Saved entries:

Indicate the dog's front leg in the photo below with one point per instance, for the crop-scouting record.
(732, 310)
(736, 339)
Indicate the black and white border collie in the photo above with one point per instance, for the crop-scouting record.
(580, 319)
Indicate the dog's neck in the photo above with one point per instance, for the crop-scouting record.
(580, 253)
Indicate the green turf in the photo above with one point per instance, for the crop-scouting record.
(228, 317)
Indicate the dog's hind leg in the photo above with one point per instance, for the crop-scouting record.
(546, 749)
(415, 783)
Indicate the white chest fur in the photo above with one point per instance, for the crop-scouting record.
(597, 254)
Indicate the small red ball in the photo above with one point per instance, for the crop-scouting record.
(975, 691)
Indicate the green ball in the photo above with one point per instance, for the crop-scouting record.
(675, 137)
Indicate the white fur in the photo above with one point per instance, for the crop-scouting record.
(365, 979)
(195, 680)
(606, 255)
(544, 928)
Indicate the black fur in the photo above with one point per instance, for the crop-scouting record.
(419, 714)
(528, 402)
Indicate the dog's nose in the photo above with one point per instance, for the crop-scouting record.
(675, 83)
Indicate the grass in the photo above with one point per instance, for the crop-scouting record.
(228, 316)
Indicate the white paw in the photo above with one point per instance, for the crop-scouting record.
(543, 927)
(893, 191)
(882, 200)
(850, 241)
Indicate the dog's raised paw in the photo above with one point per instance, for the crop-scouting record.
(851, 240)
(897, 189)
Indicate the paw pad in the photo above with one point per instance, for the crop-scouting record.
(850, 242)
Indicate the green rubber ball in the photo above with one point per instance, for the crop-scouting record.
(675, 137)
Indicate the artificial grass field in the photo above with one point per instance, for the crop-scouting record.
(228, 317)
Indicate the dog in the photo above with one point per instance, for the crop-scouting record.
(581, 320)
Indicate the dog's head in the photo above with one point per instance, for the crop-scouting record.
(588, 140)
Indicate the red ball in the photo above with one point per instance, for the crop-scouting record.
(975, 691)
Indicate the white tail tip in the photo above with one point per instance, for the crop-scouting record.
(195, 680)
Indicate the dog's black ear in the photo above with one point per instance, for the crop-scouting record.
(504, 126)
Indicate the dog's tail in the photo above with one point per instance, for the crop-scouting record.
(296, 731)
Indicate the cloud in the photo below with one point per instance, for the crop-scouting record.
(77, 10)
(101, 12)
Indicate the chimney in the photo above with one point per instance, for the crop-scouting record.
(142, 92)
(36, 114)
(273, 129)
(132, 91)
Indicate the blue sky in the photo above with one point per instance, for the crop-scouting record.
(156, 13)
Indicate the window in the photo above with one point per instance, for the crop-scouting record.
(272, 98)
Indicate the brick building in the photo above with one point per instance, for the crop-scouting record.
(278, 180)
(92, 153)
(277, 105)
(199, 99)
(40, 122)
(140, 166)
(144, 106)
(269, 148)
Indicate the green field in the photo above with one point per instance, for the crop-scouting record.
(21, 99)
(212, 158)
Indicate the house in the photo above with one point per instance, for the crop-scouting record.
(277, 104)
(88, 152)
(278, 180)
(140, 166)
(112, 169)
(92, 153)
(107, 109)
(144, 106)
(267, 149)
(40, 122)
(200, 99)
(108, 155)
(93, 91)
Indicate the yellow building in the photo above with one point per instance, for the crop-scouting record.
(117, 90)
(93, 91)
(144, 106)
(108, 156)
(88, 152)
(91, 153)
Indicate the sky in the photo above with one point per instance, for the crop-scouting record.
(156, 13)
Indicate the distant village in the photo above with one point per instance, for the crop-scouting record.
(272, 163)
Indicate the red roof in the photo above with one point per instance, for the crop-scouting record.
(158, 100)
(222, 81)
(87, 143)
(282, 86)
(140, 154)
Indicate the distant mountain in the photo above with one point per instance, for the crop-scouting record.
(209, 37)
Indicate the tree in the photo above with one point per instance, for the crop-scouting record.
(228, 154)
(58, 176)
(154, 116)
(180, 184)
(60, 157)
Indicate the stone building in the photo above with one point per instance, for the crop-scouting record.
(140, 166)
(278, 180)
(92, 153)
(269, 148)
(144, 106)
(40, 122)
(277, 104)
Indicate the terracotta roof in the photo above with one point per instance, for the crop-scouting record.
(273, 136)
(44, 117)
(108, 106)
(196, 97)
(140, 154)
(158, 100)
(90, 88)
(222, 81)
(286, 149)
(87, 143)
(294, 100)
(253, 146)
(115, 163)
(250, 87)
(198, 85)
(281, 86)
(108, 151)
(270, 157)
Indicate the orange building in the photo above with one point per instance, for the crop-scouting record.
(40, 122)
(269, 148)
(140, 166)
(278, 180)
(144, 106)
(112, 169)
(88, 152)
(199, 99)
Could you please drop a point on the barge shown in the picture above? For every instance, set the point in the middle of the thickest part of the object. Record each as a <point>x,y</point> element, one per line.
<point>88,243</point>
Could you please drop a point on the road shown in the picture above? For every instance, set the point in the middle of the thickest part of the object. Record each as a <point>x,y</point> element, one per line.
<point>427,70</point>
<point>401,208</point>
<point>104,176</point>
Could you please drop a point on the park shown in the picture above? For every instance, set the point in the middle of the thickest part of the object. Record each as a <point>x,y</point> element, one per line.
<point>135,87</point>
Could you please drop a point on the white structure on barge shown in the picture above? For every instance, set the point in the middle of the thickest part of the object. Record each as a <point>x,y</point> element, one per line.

• _What the task requires_
Could you output the records in full, exactly as written?

• _Answer to the exercise_
Indicate the dog's front leg in the photo below with one point per instance, for the crop-scouting record.
(732, 310)
(736, 339)
Indicate the black and white border collie in the photo above with one point per instance, for the crop-scouting record.
(580, 319)
Indicate the dog's neck in the photo above with one point per instance, for the crop-scouting record.
(580, 253)
Indicate the green turf in the photo above with one point per instance, for the crop-scouting record.
(228, 317)
Indicate the dog's hind leg in the photo above with one point per instance, for the crop-scouting record.
(546, 749)
(415, 783)
Indicate the white chest fur in the photo above with one point per instance, for the crop-scouting record.
(597, 254)
Indicate the small red ball in the photo above with one point per instance, for the crop-scouting record.
(975, 691)
Indicate the green ball in the photo above with one point per instance, for the crop-scouting record.
(675, 137)
Indicate the white fur in the photo above with one point per instance, for the crop-scouting record.
(365, 979)
(195, 680)
(606, 255)
(544, 928)
Indicate the black fur in the photo above with one point per instance, for the crop-scouting record.
(419, 714)
(528, 402)
Indicate the dog's nose in the photo above with one point per instance, for the crop-scouting record.
(675, 83)
Indicate the grass in the photo above with one point per instance, for the crop-scouting record.
(228, 316)
Indicate the white paw in the photo above with one point per instance, for the crop-scouting record.
(543, 927)
(893, 191)
(882, 200)
(850, 241)
Indicate the dog's raised paw in the photo above with one point per instance, for the crop-scouting record.
(851, 240)
(897, 189)
Indicate the paw pad in the photo above with one point per instance, for the crop-scouting record.
(850, 242)
Indicate the green rubber ball in the photo above with one point per instance, for the crop-scouting record.
(675, 137)
Indicate the artificial grass field in the photo above with one point per instance, for the crop-scouting record.
(228, 317)
Indicate the dog in the photo above with one point per instance, for the crop-scouting record.
(581, 320)
Indicate the dog's head in the photo above with one point per instance, for the crop-scouting record.
(588, 140)
Indicate the red ball in the photo above with one point per instance, for the crop-scouting record.
(975, 691)
Indicate the white tail tip in the photo above with one point per instance, for the crop-scouting record.
(195, 680)
Indicate the dog's black ear in the photo above with one point per instance, for the crop-scouting record.
(504, 126)
Indicate the dog's tail in the photo above with one point per instance, for the crop-scouting record.
(296, 731)
Indicate the cloud in the photo below with one point per instance, for the crop-scouting record.
(77, 10)
(101, 12)
Indicate the chimney in the photo above with one point per instance, for the crop-scouting record.
(142, 92)
(36, 114)
(273, 129)
(132, 91)
Indicate the blue sky in the photo above with one point per instance, for the crop-scouting record.
(156, 13)
Indicate the window in the photo above with one point per instance, for the crop-scouting record.
(272, 98)
Indicate the brick building in the photo above with one point per instance, for the crop-scouting record.
(278, 180)
(92, 153)
(277, 105)
(199, 99)
(40, 122)
(140, 166)
(144, 106)
(269, 148)
Indicate the green field in the photo above with one point per instance, for the crop-scouting record.
(21, 99)
(212, 158)
Indicate the house in the photo above with one point per instance, for the crop-scouting record.
(277, 104)
(88, 152)
(278, 180)
(140, 166)
(112, 169)
(92, 153)
(107, 109)
(144, 106)
(267, 149)
(40, 122)
(200, 99)
(108, 155)
(93, 91)
Indicate the yellow building in the photo above with one point per instance, for the crop-scouting record.
(117, 90)
(93, 91)
(144, 106)
(108, 156)
(88, 152)
(91, 153)
Indicate the sky in the photo above with one point per instance, for the crop-scouting record.
(156, 13)
Indicate the distant village in the photo above with one point per instance, for the crop-scouting record.
(272, 163)
Indicate the red roof in the photo above with one point per instance, for the crop-scouting record.
(158, 100)
(222, 81)
(87, 143)
(282, 86)
(140, 154)
Indicate the distant mountain in the photo above with one point per instance, for the crop-scouting record.
(209, 37)
Indicate the tree in the photo above with one point per instance, for the crop-scouting record.
(228, 154)
(58, 176)
(154, 116)
(180, 184)
(60, 157)
Indicate the stone building in the photo above with one point per instance, for the crop-scouting record.
(140, 166)
(278, 180)
(92, 153)
(269, 148)
(144, 106)
(40, 122)
(277, 104)
Indicate the terracotta roof in the photo above with one point per instance, for the crop-scouting record.
(273, 136)
(44, 117)
(108, 106)
(196, 97)
(140, 154)
(158, 100)
(90, 88)
(222, 81)
(286, 149)
(87, 143)
(294, 100)
(253, 146)
(115, 163)
(250, 87)
(198, 85)
(281, 86)
(108, 151)
(270, 157)
Indicate the orange building in the photo above with one point per instance, for the crop-scouting record.
(40, 122)
(269, 148)
(140, 166)
(278, 180)
(144, 106)
(112, 169)
(88, 152)
(199, 99)
Could you please drop a point on the barge shown in the picture above? For every instance, set the point in the middle of the thickest part of the object. Record each as a <point>x,y</point> element, one per line.
<point>88,243</point>
Could you please drop a point on the road shown in the picture above? For every instance, set the point in the middle of the thickest part of the object. Record each as a <point>x,y</point> element, one per line.
<point>427,70</point>
<point>401,208</point>
<point>104,176</point>
Could you please drop a point on the park shown in the picture above? For every instance, set the point in the middle of the thickest part of the object. Record each as a <point>x,y</point> element, one per line.
<point>135,87</point>
Could you please drop a point on the white structure on barge shown in the picture above? For every instance, set the point in the middle of the thickest part of the object. Record each as a <point>x,y</point> element, one per line.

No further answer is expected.